What you are asked to do >> Find each line in the rows below that contains the word "blue", and copy those lines out in full.

## Begin Provided records

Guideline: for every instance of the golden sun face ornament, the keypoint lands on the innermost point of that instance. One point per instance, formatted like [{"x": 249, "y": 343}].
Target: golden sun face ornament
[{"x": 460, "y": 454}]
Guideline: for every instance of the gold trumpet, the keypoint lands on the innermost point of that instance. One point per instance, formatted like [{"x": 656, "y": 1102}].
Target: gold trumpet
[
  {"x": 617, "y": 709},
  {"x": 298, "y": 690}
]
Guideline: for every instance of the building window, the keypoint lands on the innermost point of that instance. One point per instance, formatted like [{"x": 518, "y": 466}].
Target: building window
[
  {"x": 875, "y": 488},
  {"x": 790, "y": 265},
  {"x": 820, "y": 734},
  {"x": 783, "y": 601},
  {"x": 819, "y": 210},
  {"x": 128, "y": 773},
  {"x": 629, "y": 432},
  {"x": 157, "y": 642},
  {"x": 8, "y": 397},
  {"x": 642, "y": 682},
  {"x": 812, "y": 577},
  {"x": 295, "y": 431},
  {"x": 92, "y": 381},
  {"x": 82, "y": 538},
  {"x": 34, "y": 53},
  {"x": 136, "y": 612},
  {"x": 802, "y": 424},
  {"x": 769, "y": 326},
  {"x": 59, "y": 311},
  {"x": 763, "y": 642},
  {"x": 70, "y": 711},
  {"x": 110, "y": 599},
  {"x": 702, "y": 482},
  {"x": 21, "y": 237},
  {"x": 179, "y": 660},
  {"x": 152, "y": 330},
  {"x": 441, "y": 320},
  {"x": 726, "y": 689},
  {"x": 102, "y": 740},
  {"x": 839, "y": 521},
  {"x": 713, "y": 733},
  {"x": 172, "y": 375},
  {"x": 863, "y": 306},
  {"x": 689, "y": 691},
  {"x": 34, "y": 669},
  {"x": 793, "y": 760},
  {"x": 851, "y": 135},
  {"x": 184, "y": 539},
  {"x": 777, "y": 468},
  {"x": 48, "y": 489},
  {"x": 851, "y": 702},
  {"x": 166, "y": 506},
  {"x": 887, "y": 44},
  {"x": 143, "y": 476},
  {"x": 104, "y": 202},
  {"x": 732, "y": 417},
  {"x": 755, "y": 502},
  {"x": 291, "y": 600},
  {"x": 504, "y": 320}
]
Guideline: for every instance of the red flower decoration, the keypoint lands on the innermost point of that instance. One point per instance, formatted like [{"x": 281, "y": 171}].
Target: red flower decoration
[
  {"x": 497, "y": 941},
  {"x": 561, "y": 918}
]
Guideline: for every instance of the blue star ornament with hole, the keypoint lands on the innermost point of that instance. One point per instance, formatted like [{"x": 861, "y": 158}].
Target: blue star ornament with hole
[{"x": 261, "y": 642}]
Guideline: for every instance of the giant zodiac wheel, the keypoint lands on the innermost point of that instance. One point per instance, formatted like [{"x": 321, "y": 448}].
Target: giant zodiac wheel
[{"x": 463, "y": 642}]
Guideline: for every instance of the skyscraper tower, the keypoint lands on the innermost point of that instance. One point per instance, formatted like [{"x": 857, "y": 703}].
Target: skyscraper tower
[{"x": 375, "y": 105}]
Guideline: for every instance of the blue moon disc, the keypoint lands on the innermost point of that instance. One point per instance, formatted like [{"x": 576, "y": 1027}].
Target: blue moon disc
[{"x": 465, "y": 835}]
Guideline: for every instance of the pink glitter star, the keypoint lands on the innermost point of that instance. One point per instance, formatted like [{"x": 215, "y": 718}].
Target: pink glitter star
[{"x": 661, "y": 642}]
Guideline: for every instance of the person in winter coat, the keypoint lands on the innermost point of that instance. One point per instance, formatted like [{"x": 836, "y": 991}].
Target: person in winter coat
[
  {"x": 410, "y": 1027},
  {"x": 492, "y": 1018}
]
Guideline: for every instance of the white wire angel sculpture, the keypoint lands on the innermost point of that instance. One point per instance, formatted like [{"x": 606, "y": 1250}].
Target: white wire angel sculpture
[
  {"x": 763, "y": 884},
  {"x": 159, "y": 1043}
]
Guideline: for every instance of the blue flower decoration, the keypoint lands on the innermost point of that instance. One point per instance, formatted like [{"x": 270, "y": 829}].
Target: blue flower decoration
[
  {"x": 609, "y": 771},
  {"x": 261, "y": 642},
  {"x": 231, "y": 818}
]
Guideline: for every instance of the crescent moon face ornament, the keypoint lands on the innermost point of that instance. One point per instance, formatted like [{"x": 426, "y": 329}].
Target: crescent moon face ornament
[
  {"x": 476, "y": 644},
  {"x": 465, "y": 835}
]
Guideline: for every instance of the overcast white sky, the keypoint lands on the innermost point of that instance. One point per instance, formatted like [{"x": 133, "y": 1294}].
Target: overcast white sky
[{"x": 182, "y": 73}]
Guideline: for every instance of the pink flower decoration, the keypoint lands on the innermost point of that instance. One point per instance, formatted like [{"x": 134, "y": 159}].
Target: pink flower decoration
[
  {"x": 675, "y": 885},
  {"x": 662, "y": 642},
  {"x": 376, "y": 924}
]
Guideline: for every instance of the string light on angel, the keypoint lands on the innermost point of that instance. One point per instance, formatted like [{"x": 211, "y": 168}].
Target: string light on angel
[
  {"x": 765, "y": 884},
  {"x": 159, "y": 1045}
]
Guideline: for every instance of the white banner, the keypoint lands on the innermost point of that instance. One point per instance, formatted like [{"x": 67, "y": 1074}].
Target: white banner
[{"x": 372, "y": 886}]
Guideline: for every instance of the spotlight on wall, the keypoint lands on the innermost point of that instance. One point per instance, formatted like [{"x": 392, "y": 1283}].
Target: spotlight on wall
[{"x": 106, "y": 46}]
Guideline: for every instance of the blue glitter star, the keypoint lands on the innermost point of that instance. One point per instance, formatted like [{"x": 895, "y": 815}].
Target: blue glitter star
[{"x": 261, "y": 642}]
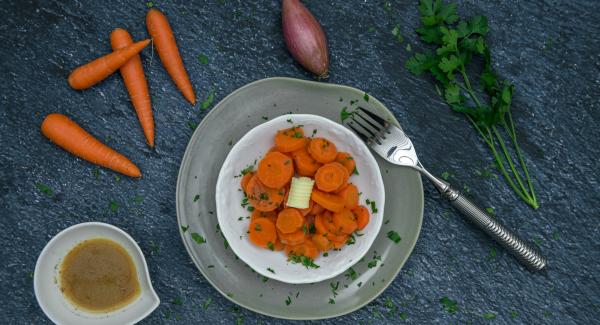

## End Provided records

Task response >>
Guideline: for every instance of the blue star ornament with hole, the keypoint lands on the innermost point of that instance. One point per instance, formatted like [{"x": 861, "y": 158}].
Target: blue star ornament with hole
Guideline: for every instance of the blue moon disc, the keypoint lands on the innermost point of that instance. One point per instance, formatted like [{"x": 576, "y": 1027}].
Target: blue moon disc
Guideline: for every instance of the blue flower decoration, the keypoint lands on the innermost point of that instance. One point per instance, formatted like [{"x": 270, "y": 829}].
Target: blue flower decoration
Guideline: for every instance of the blue glitter star, the keypoint lands on the innermost point of that instance. One point per instance, formatted like [{"x": 895, "y": 815}].
Target: blue glitter star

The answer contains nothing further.